[GIVEN RECORDS]
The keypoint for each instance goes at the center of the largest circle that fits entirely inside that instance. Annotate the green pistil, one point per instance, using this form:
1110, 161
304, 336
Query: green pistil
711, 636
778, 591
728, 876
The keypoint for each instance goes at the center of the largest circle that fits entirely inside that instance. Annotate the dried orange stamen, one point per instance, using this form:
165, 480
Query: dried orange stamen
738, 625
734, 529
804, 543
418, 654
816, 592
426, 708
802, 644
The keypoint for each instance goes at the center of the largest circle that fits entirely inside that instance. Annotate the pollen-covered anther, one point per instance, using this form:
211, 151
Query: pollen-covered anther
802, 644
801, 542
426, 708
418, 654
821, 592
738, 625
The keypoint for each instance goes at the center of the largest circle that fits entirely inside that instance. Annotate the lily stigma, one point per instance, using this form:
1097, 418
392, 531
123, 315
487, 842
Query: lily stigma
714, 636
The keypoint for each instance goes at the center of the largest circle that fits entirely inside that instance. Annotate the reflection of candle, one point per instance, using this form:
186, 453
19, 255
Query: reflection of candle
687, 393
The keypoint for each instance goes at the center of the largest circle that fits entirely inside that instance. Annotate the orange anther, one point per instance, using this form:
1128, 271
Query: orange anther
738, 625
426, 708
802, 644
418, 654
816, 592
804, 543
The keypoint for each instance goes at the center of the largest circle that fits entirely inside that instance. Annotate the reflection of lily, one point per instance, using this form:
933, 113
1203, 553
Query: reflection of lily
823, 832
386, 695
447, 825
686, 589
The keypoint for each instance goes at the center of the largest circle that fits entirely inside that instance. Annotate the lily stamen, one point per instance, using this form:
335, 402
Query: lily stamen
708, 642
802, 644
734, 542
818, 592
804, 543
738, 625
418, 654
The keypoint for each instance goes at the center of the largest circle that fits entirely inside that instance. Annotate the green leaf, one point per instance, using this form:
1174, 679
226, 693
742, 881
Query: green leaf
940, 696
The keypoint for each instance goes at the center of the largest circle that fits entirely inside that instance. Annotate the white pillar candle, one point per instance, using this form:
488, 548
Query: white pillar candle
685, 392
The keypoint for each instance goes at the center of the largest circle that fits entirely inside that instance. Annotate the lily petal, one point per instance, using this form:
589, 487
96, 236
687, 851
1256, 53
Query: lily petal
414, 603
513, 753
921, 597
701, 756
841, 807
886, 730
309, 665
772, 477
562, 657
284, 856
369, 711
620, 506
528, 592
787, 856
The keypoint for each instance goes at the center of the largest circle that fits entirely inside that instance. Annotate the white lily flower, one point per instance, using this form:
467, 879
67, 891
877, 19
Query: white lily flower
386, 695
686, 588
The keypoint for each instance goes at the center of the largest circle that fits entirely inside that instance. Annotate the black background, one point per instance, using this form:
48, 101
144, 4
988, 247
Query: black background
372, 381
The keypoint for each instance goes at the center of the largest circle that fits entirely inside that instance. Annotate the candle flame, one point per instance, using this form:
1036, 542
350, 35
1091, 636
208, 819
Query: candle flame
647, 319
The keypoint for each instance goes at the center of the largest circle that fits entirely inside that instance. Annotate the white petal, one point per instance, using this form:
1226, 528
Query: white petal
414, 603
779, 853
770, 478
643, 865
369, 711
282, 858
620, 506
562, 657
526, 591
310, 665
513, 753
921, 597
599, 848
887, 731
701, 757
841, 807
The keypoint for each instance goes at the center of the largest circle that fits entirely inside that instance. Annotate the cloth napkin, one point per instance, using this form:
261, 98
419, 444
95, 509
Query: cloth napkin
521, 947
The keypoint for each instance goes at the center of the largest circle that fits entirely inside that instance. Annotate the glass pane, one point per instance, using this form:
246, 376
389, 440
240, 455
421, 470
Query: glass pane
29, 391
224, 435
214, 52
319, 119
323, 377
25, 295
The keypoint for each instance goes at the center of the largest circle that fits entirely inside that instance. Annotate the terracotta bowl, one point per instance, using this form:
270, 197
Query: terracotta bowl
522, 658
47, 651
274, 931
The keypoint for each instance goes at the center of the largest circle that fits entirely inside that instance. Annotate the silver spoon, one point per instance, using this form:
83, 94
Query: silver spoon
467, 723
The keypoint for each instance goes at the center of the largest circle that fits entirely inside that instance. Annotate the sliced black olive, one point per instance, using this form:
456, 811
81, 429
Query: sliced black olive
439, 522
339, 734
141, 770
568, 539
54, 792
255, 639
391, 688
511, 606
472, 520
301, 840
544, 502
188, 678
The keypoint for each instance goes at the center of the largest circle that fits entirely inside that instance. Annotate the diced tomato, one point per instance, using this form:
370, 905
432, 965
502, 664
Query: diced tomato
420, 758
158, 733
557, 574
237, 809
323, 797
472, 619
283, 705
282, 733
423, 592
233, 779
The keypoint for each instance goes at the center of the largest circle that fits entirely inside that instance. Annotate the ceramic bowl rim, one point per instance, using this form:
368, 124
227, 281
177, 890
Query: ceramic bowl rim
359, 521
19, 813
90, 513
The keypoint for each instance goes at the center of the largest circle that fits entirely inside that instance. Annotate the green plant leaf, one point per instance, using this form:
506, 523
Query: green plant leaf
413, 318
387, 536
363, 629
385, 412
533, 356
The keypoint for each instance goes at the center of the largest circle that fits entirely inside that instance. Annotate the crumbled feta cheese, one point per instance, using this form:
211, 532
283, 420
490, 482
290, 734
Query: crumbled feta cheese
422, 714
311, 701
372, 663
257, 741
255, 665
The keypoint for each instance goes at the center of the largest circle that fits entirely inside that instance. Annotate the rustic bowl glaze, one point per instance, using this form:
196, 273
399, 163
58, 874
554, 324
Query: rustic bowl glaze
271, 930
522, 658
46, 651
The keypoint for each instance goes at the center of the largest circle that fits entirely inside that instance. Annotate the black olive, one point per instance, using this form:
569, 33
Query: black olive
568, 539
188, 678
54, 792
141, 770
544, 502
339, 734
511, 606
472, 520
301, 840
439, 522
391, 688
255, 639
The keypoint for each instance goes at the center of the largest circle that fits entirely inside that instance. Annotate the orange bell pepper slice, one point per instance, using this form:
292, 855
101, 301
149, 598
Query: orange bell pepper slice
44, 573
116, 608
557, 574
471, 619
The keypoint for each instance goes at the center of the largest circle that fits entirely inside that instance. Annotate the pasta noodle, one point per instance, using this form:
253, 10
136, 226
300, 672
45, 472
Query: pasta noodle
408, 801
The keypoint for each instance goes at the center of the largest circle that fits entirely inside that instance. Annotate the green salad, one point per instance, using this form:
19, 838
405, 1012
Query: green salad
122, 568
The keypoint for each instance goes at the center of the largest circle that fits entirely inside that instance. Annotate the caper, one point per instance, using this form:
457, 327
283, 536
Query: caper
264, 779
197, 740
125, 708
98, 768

[OBJECTIVE] Revise all the data above by changing each "largest circle" to "biggest circle". Keep everything else the same.

[REPLY]
The keypoint for each instance goes at the center of the biggest circle that fits entirely inside that instance. Annotate the green pistil, one point per instance, using this form:
1110, 161
304, 336
Query: green pistil
711, 636
778, 591
728, 876
The keypoint for each instance goes at the center of the biggest circle that fits entirely inside that instance. Annotate the dried orange stamen, one point per instance, using this form:
165, 480
Query: dried orange stamen
738, 625
734, 529
804, 543
418, 654
816, 592
426, 708
802, 644
The keypoint for each instance goes at the center of the biggest circle that fits entirely inside that instance. Annotate the pollen-covered anther, one point per instance, using this form:
211, 151
Query: pollen-covered anther
802, 644
801, 542
426, 708
418, 654
821, 592
738, 625
The keypoint for each instance goes at the center of the biggest circle that fits entirely inside that instance. Annotate the lily stigma, one point per instance, using this form:
1097, 418
392, 531
123, 315
487, 842
Query: lily stigma
714, 636
The keypoint for each instance goes at the center of the biggest circle that fits entirely inside that instance. Annotate the reflection of candle, one point per instance, using this form:
186, 453
19, 255
Query: reflection of candle
687, 393
The keypoint for each instance goes at the center of the biggest circle that fits entirely inside that instance. Annotate the orange anther, one point per instance, using this form:
1128, 271
Query: orange anther
738, 625
426, 708
802, 644
418, 654
816, 592
804, 543
The keypoint for each instance goes at the center of the biggest circle that fits entirely inside that instance. Annotate the reflection of lily, one point per instance, using this form:
933, 113
1203, 553
Query: reflection of lily
823, 832
386, 695
447, 825
686, 589
The keypoint for each instance goes at the center of the biggest circle that fits entirely inside that instance. Annotate the lily stamen, one point per instance, using this form:
335, 402
Query: lily stamen
708, 642
802, 644
734, 542
818, 592
804, 543
738, 625
418, 654
The keypoint for each instance goes at the center of the biggest circle that fits entirely inside that instance. Annotate the green leaf, one point per instance, using this form:
1174, 679
226, 693
742, 881
Query: green leaf
940, 696
The keypoint for each instance goes at the center of the biggest circle that fits entirely inside that instance. Annotate the white pillar candle, one point per instance, using this form:
488, 548
Query: white pillar candle
685, 392
The keypoint for each instance goes at the center of the biggest circle that fits entirely inside that instance. Annotate the lily petal, one point per instance, using this form:
589, 487
96, 236
687, 851
1256, 53
Query: lily petal
414, 603
513, 753
921, 597
701, 756
841, 807
886, 730
309, 665
772, 477
562, 657
284, 856
369, 711
620, 506
528, 592
787, 856
The keypoint for each instance goes at the center of the biggest circle that fits entirely inside that instance. Annotate the white lily flower, one point per instance, using this form:
467, 879
67, 891
877, 19
Query: white lily flower
386, 695
686, 588
The keypoint for each instance goes at the center of the biggest circle that fits entirely inside that instance. Annotate the black background, one point per instance, using this form:
48, 101
144, 4
988, 247
Query: black background
372, 381
The keypoint for each instance goes at the center of the biggest circle that fits entirely inside that instance. Annotate the candle flame, one point per instance, using this form:
1036, 542
350, 35
1091, 636
208, 819
Query: candle flame
647, 319
The keypoint for each instance goes at the center of the biggest circle that fits entirely inside that instance. Annotate the white petal, one point per instance, using this form:
1226, 528
Query: white petal
414, 603
779, 853
770, 478
643, 865
369, 711
282, 858
620, 506
562, 657
526, 591
310, 665
513, 753
921, 597
599, 848
887, 731
701, 757
841, 807
The keypoint for each instance goes at the center of the biggest circle that fits entirely inside that instance. Annotate the cloth napkin, one point per instance, using this form:
261, 98
419, 444
95, 509
Query: cloth napkin
521, 947
The keypoint for each instance goes at the center of the biggest circle that fits entirely inside that instance. Annotate the glass pane, one point per instance, using this form:
246, 376
389, 440
240, 455
421, 470
Query: glass pane
29, 391
224, 435
214, 52
319, 119
323, 377
25, 295
The keypoint for each instance goes at the center of the biggest circle that fits entirely inside that instance. Annotate the terracotta bowl, one point per instance, using this form:
270, 197
Query: terracotta bowl
522, 658
47, 651
274, 931
The keypoint for each instance goes at the center of the biggest circle that fits entirely inside that instance. Annotate the silver spoon, one point per instance, using this form:
83, 94
Query: silver spoon
467, 723
The keypoint for each instance goes at the center of the biggest circle that fits entirely inside that instance. Annotate the sliced black olive, one point per instance, using this form:
456, 811
81, 429
Query: sliced black olive
439, 522
339, 734
141, 770
568, 539
54, 792
255, 639
391, 688
511, 606
472, 520
301, 840
544, 502
188, 678
The keypoint for each instance goes at the center of the biggest circle that fits entirely inside that instance. Annotate the diced tomato, one point per instance, using this form:
370, 905
432, 965
502, 664
Query: diced tomato
420, 758
158, 733
557, 574
237, 809
323, 797
472, 619
283, 705
282, 733
423, 592
233, 779
The keypoint for each instance goes at the center of the biggest circle that fits entirely inside that instance. Annotate the ceramic bowl rim, one point per instance, using this form:
368, 124
227, 281
177, 890
Query: ceramic bowl rim
359, 521
19, 813
90, 513
The keypoint for each instance goes at the center of the biggest circle that fits entirely inside that instance. Annotate the green plant leaf, one point per instance, using this form:
506, 523
Query: green plant leaf
413, 318
387, 536
363, 629
385, 412
533, 356
The keypoint for each instance goes at the center of the biggest circle that fits entirely inside that instance. Annotate the crumbled feta cheese, one point per instance, using this form:
211, 532
283, 420
490, 482
290, 734
Query: crumbled feta cheese
422, 714
311, 701
372, 663
257, 741
255, 665
The keypoint for each instance goes at the center of the biggest circle that fits entirely inside that instance. Annotate the rustic bowl glaze, one point per instance, using this form:
196, 273
399, 163
58, 874
554, 324
Query: rustic bowl glaze
271, 930
522, 658
46, 651
The keypoint for each instance goes at the center of the biggest circle that fits entirely inside that instance. Annotate the black olive, one point per instance, using this form:
569, 33
Query: black olive
568, 539
188, 678
54, 792
141, 770
544, 502
339, 734
511, 606
472, 520
301, 840
439, 522
391, 688
255, 639
The keypoint for each instance goes at the center of the biggest circle that fits entirely inside that instance. Annotate the orange bell pepper slice, one point per instance, using this form:
292, 855
101, 301
149, 598
Query: orange bell pepper slice
44, 573
116, 608
557, 574
471, 619
The keypoint for each instance goes at the center of the biggest circle that fits entirely inside that instance. Annotate the pasta noodle, one point per instance, using this form:
253, 10
136, 226
300, 672
45, 472
Query: pasta noodle
408, 801
The keypoint for each instance goes at the center of the biggest circle that fits entirely inside that instance. Annotate the green salad, one point per instance, using this form:
19, 838
405, 1012
Query: green salad
122, 568
The keypoint for each instance goes at the center of the biggest circle that fits entirely inside that instance. Annotate the caper, one point per instance, using this form:
457, 327
283, 536
Query: caper
264, 779
197, 740
125, 708
98, 768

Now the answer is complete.